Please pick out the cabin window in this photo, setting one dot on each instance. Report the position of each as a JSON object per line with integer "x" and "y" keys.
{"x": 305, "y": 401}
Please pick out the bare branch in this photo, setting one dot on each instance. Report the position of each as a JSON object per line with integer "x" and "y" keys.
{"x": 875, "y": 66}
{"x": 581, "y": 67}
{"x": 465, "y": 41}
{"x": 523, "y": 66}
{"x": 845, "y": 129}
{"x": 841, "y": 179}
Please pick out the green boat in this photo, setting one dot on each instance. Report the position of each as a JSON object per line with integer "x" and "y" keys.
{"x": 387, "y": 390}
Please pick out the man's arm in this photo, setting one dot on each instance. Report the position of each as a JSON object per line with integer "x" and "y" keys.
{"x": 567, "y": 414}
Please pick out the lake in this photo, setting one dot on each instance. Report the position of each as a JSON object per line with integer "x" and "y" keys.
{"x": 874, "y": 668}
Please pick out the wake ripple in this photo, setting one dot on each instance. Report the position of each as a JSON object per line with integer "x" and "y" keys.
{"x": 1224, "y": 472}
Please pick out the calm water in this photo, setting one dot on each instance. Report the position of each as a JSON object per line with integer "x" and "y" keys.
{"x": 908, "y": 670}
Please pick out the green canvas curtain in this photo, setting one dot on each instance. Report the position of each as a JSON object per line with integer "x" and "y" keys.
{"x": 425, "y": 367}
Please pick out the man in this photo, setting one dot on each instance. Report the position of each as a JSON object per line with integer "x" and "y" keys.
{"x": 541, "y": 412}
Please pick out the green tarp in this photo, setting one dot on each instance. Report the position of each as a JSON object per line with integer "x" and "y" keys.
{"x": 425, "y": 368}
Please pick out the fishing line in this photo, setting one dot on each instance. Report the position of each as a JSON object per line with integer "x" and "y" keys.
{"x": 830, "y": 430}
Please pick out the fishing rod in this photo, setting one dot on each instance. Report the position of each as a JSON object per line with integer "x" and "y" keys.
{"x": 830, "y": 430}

### Work to complete:
Using the line that contains "Please pick out the fishing rod" as the first, reproduce each line exactly through the last line of the listing.

### Your solution:
Please pick out the fishing rod in this photo, setting one dot on each instance. Report the position of each as a JSON object per line with integer "x" and "y" keys.
{"x": 830, "y": 430}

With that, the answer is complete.